* [KUTIPAN TERPILIH]

********************

Entah apa yang tebersit dalam benak Saiful Mujani Research and Consulting
(SMRC) ketika menyaksikan reaksi Partai Demokrat atas hasil survei
terakhirnya.
Bisa jadi inilah ciri partai modern masa depan atau setidaknya akan menjadi
sebuah preseden bagi partai pemakainya yakni sebuah hasil survei bisa
menjadi dasar untuk mengamputasi otoritas ketua umum partai meskipun pemilu
legislatif (pileg) dan pemilihan presiden (pilpres) langsung belum lagi
dimulai. Lewat keputusan majelis tinggi partai, SBY mengambil alih
kepemimpinan Partai Demokrat.
Bagi publik, keputusan itu sebenarnya tidak mengagetkan, tetapi sekadar
sebuah penegasan kembali. Berbeda dengan partai pada umumnya, secara de facto otoritas ketua umum
berada di bawah ketua Majelis Tinggi, Dewan Pertimbangan, dan Dewan
Kehormatan yang dijabat SBY, penggagas dan pendiri utama partai. Bagi
publik, Partai Demokrat adalah SBY. Jika kita melihat ke belakang pada awal
kelahiran partai ini, di tengah kepengapan partai yang korup dan cupek,
ikon politik “santun, bersih, dan
cerdas” yang ditawarkan Partai Demokrat seperti mata air yang muncul di
tengah hamparan rumput kering.
Apalagi penggagas dan pendiri utamanya, SBY, dilihat publik sebagai orang
yang terzalimi karena hubungannya yang bermasalah dengan Presiden Megawati.
Pada Pileg 2004 Partai Demokrat langsung merangsek menjadi bagian dari
jajaran partai elite bersama dengan Partai Golkar dan Partai Demokrasi
Indonesia Perjuangan (PDIP). Sang penggagas dan pendiri utamanya, SBY,
bahkan memenangkan pilpres langsung pertama. Prestasi tersebut semakin
dikokohkannya pada pileg dan pilpres langsung 2009.

********************

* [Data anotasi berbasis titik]

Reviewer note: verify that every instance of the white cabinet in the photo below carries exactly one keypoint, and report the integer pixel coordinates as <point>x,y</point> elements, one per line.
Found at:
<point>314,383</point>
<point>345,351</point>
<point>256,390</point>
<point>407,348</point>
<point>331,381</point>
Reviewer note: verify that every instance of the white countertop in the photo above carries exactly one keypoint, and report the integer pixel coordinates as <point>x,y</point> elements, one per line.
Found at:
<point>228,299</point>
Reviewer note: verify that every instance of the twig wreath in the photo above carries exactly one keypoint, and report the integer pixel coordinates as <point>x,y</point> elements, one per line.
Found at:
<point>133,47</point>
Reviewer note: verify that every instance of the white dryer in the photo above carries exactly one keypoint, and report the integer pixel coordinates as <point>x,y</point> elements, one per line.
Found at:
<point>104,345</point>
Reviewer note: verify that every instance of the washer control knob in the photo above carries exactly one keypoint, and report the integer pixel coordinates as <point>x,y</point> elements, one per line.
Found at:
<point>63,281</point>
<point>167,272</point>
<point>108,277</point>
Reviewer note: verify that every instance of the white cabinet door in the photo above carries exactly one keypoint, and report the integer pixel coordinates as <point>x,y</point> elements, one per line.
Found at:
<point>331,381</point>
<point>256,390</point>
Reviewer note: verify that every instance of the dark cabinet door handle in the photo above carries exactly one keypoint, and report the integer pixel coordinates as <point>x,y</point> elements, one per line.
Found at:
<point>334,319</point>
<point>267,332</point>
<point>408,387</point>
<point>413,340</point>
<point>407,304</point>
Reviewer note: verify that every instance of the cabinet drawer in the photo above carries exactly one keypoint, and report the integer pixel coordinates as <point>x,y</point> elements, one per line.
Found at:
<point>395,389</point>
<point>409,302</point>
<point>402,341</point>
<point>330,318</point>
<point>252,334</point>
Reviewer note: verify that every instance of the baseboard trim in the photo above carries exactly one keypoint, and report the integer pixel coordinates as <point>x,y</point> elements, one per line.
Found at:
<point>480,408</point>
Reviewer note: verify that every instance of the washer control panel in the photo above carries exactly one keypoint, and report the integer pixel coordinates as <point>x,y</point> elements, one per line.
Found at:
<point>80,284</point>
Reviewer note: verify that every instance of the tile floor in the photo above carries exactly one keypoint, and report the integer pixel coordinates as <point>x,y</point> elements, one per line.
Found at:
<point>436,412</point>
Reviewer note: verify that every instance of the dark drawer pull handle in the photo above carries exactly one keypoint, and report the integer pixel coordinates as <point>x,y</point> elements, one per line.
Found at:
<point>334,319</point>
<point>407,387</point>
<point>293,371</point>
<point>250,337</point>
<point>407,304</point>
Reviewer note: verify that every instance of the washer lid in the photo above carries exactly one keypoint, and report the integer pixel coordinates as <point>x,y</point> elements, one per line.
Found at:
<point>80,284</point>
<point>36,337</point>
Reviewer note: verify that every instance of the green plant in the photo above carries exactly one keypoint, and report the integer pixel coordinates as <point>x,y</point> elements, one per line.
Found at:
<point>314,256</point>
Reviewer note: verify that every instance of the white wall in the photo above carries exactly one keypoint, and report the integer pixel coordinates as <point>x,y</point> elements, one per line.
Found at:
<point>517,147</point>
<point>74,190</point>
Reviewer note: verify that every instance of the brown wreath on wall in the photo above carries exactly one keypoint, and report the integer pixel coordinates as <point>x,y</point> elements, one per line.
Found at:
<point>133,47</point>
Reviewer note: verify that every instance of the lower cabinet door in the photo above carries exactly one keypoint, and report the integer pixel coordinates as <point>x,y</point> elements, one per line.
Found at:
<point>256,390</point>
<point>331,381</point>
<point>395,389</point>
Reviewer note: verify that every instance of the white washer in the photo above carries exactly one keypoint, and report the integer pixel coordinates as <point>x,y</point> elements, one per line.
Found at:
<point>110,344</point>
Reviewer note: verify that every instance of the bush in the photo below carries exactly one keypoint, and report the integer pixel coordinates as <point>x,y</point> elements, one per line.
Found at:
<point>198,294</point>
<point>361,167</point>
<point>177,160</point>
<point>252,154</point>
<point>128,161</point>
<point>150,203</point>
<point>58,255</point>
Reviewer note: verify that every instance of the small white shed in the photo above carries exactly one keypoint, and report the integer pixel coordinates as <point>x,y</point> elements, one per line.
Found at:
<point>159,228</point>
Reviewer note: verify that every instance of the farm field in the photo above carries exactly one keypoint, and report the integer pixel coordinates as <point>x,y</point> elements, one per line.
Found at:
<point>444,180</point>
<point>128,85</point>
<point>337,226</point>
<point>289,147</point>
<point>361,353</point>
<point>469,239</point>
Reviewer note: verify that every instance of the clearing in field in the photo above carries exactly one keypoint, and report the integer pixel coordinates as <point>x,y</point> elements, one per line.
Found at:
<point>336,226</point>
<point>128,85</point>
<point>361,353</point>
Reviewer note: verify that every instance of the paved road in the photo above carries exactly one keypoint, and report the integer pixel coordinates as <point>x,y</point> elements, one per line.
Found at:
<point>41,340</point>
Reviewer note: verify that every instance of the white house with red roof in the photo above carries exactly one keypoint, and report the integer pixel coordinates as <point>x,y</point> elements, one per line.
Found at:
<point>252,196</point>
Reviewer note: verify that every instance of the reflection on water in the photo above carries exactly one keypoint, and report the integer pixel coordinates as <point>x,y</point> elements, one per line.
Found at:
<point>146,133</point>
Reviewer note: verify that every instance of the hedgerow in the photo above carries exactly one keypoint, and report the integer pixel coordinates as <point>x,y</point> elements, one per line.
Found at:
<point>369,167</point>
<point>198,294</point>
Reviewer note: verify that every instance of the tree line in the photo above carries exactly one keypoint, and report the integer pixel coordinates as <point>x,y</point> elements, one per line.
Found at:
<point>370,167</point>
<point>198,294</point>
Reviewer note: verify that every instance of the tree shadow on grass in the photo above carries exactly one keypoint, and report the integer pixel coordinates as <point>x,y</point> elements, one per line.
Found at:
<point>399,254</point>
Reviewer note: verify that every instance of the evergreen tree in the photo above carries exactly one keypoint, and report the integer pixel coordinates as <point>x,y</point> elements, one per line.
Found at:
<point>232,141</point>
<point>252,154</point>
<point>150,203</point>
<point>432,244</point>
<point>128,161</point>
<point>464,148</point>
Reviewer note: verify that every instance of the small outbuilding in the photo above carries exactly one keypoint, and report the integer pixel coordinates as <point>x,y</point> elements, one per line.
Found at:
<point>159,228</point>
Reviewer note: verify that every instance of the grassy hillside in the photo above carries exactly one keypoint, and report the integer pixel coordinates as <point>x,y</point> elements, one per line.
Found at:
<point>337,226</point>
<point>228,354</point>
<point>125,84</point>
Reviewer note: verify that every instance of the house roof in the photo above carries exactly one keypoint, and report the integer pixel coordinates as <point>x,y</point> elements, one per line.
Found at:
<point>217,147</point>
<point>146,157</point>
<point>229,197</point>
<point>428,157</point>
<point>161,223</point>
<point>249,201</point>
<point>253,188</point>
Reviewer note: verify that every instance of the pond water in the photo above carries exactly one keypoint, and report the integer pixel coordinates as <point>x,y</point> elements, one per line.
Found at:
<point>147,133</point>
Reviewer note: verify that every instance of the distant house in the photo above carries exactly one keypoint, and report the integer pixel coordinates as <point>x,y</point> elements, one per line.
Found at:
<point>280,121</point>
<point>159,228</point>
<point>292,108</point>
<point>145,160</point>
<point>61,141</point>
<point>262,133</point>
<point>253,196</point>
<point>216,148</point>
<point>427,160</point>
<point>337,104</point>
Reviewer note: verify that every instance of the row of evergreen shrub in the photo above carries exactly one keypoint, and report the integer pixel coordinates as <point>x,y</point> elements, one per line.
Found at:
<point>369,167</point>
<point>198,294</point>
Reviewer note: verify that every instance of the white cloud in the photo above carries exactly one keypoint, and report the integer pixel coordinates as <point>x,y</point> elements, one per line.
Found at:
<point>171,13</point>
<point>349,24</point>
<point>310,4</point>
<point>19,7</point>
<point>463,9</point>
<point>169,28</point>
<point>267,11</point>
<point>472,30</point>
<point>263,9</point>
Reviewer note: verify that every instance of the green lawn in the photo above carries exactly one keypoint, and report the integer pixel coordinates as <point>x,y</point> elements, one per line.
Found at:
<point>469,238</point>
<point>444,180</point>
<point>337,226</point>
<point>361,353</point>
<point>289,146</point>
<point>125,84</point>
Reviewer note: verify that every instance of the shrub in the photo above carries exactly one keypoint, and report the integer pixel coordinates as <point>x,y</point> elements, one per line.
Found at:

********************

* [SOAL LATIHAN 1]
Menurut teks tentang Partai Demokrat, pada pileg tahun berapa partai itu langsung masuk jajaran partai elite?
* [SOAL LATIHAN 2]
Tulis ulang bagian teks tentang Partai Demokrat dari "Bisa jadi inilah" sampai "kepemimpinan Partai Demokrat.", dengan "ketua umum" diganti menjadi "sekretaris jenderal".
* [SOAL LATIHAN 3]
Lanjutkan teks tentang Partai Demokrat setelah kalimat terakhirnya.
Catatan di atas adalah bahan terpisah dari teks.

* [JAWABAN YANG DIHARAPKAN 1]
Pada Pileg 2004.

* [JAWABAN YANG DIHARAPKAN 2]
Bisa jadi inilah ciri partai modern masa depan atau setidaknya akan menjadi
sebuah preseden bagi partai pemakainya yakni sebuah hasil survei bisa
menjadi dasar untuk mengamputasi otoritas sekretaris jenderal partai meskipun pemilu
legislatif (pileg) dan pemilihan presiden (pilpres) langsung belum lagi
dimulai. Lewat keputusan majelis tinggi partai, SBY mengambil alih
kepemimpinan Partai Demokrat.

* [JAWABAN YANG DIHARAPKAN 3]
Selain berhasil mempertahankan kedudukannya sebagai presiden,Partai
Demokrat juga menegaskanjatidirinya sebagai partai pemenang pemilu. Jelas
publik tidak keliru ketika memberikan aspirasi politiknya pada Partai
Demokrat. Sebagai presiden, SBY mampu menampilkan dirinya sebagai pemimpin
yang konstitusional meskipun untuk itu ia dikritik lawan-lawan politiknya
sebagai pemimpin yang lamban dalam mengambil keputusan.
Publik juga terkesima dengan komitmen dan konsistensinya pada persoalan
korupsi. Ini dibuktikannya dengan tidak melakukan intervensi politik dan
menyerahkan kasus korupsi yang menimpa besannya sendiri pada proses hukum.
Ibarat cuaca, naik-turun elektabilitas partai merupakan hal biasa.
Kecuali Partai Demokrat, setidaknya itulah yang dipahami partai-partai
lain.Tidak ada partai yang selalu berada di atas angin, kecuali partai
penguasa dari sebuah sistem pemerintahan yang otoriter. Tetapi, sejak
Pemilu 1999 Indonesia telah menegaskan dirinya sebagai negara yang demokratis.
Saking demokratisnya, rakyat tak membubarkan Partai Golkar yang secara
historis menjadi mesin legitimasi dari rezim otoriter yang ditumbangkan
rakyat pada 1998.
Dibandingkan dengan variabel lainnya, korupsi telah menjadi faktor
terpenting yang memengaruhi naik-turun elektabilitas partai. Karena itu, tidak
ada partai yang tidak mengopinikan dirinya sebagai partai antikorupsi,
termasuk Partai Demokrat. Tetapi,fakta membuktikan bahwa tidak ada partai
yang terbebas dari korupsi. Sepanjang 2012 hasil penelitian ICW menyebutkan
hal itu dengan Partai Golkar sebagai partai terkorup (14 kader) dan disusul
Partai Demokrat (10 kader).
Sejauh ini kasus korupsi selalu dilakukan oleh kader partai. Belum ada satu
partai pun yang secara institusi dinyatakan terlibat dalam korupsi.
Demikian juga dengan kasus yang menimpa kader Partai Demokrat Mohammad
Nazaruddin, Angelina Sondakh, Hartati Murdaya, dan Andi Mallarangeng.
Selain sebagai partai pemerintah, sorotan media dan publik yang sangat
besar terhadap kasus yang menimpa kader Partai Demokrat juga karena partai
tersebut merupakan partai yang paling giat menjajakan “jualan” politik
antikorupsi.
Dalam penegakan korupsi, Partai Demokrat termasuk yang paling maju sebab
tak ada kata “ampun” bagi kader yang telah dinyatakan sebagai tersangka.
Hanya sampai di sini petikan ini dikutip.